**What to work on**
Write out the records below from the first line through the line containing "0L234 49L210 65L149", leaving out any pictures.
-- Task material follows --
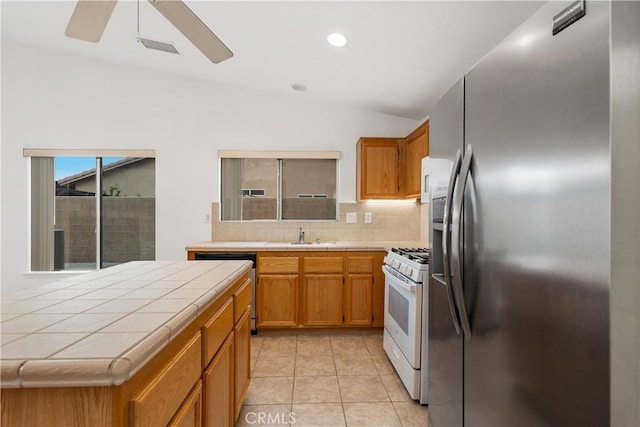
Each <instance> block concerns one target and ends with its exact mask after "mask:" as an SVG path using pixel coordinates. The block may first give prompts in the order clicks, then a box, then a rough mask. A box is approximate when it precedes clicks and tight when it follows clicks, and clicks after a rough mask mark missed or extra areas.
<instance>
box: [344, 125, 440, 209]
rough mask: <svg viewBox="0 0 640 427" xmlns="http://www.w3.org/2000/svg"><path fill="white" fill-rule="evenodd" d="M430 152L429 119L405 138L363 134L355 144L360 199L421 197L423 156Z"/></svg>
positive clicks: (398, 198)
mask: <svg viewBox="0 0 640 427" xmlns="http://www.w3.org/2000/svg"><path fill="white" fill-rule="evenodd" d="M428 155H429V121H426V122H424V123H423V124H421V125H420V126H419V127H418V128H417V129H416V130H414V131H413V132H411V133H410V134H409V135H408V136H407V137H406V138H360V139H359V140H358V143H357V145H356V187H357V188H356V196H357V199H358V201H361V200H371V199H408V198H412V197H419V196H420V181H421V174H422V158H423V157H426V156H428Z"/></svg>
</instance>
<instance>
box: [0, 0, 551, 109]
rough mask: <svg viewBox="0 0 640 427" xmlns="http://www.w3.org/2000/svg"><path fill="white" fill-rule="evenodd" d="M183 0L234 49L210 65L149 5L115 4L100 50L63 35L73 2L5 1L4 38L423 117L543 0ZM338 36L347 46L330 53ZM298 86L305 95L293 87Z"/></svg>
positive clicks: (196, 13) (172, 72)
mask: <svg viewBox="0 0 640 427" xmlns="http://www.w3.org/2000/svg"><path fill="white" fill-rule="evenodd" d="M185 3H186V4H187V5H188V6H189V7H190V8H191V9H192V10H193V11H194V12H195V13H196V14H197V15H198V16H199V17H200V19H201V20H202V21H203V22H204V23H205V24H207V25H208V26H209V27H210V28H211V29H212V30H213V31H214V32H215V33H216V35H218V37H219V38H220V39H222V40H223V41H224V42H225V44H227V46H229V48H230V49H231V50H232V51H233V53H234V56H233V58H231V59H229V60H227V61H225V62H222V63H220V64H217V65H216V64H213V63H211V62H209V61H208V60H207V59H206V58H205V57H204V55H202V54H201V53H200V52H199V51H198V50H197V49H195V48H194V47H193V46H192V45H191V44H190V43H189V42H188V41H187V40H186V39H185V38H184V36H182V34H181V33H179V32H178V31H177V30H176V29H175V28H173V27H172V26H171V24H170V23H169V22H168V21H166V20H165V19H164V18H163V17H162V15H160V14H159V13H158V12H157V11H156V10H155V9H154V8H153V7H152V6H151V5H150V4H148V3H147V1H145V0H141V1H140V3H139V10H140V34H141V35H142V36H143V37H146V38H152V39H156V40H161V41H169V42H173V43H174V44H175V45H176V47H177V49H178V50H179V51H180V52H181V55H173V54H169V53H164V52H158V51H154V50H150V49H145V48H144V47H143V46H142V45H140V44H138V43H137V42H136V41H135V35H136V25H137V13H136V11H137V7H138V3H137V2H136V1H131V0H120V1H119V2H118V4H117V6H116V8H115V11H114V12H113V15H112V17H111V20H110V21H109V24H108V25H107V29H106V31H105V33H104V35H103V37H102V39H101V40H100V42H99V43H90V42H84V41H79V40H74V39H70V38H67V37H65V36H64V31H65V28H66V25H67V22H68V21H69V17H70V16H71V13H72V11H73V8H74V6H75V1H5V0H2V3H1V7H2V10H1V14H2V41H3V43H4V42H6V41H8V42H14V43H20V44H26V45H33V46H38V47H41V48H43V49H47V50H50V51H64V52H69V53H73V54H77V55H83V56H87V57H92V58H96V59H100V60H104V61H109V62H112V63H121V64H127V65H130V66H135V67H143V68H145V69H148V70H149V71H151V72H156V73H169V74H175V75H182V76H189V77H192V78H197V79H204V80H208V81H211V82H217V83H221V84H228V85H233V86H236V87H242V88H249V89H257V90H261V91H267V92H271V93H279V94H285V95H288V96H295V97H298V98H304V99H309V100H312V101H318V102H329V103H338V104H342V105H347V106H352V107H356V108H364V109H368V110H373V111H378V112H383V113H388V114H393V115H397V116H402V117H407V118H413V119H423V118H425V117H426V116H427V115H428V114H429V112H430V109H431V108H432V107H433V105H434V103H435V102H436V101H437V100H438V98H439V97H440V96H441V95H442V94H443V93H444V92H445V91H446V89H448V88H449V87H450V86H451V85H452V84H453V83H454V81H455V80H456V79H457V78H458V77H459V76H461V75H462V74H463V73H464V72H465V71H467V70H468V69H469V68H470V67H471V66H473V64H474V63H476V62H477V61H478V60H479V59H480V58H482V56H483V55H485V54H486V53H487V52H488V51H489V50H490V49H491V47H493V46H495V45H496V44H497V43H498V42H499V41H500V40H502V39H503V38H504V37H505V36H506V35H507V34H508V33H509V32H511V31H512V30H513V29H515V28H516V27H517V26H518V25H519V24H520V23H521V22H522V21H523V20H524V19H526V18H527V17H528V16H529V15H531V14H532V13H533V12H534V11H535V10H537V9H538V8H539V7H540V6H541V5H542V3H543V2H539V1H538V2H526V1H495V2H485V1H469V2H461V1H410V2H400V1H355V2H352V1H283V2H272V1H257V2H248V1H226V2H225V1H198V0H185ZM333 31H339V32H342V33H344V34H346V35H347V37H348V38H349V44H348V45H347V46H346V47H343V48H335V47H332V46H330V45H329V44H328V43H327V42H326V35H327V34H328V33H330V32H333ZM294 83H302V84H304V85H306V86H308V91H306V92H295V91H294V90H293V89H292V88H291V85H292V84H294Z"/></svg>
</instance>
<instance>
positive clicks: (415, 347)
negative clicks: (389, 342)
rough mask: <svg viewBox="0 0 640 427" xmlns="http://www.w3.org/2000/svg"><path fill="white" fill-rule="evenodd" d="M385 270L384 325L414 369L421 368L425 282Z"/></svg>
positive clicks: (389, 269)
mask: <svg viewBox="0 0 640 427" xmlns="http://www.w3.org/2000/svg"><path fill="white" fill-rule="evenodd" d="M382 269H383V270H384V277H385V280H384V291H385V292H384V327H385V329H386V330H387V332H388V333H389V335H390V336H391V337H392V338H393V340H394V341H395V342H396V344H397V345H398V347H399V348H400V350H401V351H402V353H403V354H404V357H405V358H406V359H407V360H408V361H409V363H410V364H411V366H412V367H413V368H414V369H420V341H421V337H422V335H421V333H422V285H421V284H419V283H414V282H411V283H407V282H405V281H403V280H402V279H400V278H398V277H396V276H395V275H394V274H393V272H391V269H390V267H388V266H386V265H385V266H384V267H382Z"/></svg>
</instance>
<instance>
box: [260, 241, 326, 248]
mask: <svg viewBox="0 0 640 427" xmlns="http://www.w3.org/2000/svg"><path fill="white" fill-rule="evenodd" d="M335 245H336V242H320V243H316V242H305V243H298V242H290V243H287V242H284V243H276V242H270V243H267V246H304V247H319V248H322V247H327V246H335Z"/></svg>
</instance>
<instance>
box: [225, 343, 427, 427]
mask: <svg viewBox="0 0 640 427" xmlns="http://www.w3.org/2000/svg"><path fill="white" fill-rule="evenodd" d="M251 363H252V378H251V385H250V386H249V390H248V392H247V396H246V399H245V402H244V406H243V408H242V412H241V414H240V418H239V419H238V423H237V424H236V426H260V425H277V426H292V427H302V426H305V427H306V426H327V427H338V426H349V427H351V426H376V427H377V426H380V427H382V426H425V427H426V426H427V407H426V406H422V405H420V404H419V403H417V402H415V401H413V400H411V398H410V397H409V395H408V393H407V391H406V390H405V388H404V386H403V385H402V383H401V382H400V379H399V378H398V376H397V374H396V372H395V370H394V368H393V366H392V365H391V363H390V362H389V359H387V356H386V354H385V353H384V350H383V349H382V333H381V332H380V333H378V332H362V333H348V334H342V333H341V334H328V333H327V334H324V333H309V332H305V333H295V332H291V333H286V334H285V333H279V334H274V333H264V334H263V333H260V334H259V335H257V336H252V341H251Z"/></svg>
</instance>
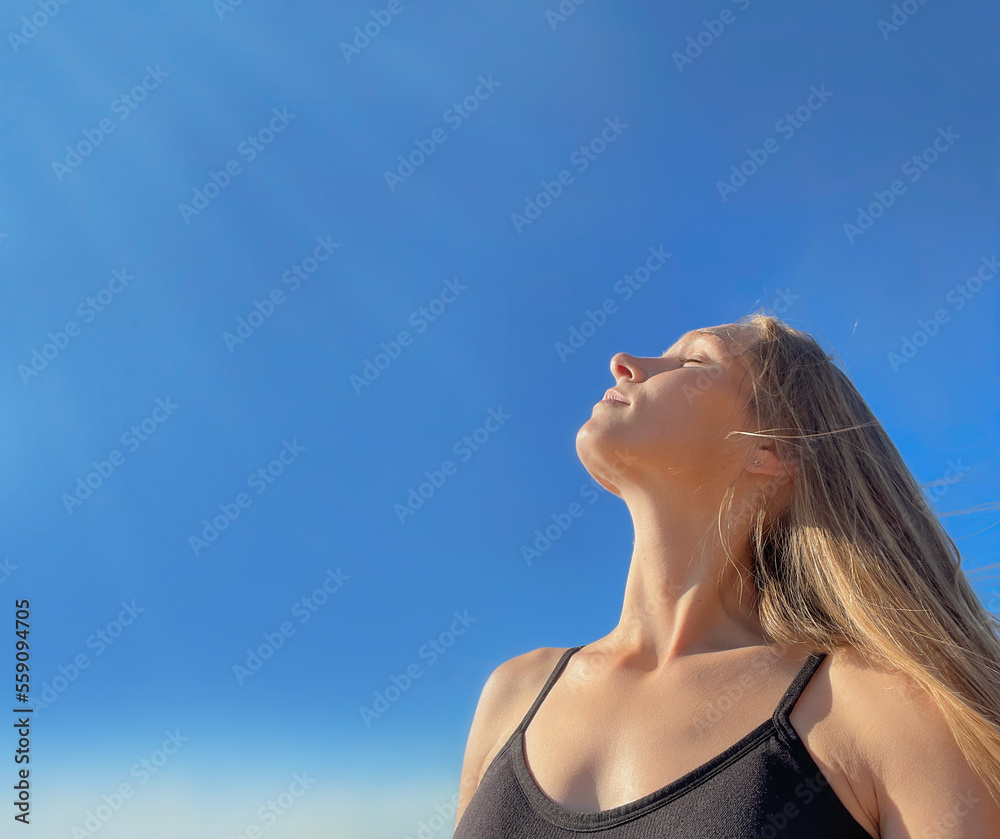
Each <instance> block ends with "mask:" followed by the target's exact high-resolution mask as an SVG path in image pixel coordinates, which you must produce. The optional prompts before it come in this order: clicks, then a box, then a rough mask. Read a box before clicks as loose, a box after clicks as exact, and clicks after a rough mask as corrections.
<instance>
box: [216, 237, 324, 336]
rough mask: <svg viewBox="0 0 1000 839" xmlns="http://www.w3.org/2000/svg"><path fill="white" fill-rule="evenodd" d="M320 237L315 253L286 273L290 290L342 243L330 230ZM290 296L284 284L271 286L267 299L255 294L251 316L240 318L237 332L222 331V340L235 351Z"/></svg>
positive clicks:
-- Task material concluded --
**Output for this task**
Each <instance> block concerns one target and ends with its exact mask after "mask:" as an SVG path using pixel coordinates. The block may first give prompts in the order clicks, then a box, then a rough mask. A box is approximate when it precedes clicks and tight when it follows clicks, and clicks after a rough mask mark missed or extra areas.
<instance>
box: [344, 125, 440, 209]
rough mask: <svg viewBox="0 0 640 427" xmlns="http://www.w3.org/2000/svg"><path fill="white" fill-rule="evenodd" d="M430 152L429 119L405 138L363 134L355 144L360 199L421 197L423 156Z"/></svg>
positive clicks: (398, 198)
mask: <svg viewBox="0 0 640 427" xmlns="http://www.w3.org/2000/svg"><path fill="white" fill-rule="evenodd" d="M428 155H429V121H426V122H424V123H423V124H421V125H420V126H419V127H418V128H417V129H416V130H414V131H413V132H411V133H410V134H409V135H408V136H407V137H406V138H360V139H359V140H358V143H357V145H356V187H357V188H356V196H357V199H358V201H361V200H371V199H408V198H412V197H419V196H420V181H421V174H422V158H423V157H426V156H428Z"/></svg>
</instance>
<instance>
box: [0, 0, 551, 109]
rough mask: <svg viewBox="0 0 640 427" xmlns="http://www.w3.org/2000/svg"><path fill="white" fill-rule="evenodd" d="M183 0L234 49L210 65L149 5L115 4L100 50L63 35L73 2L5 1L4 38L423 117L543 0ZM338 36L347 46L330 53ZM298 86L305 95L293 87Z"/></svg>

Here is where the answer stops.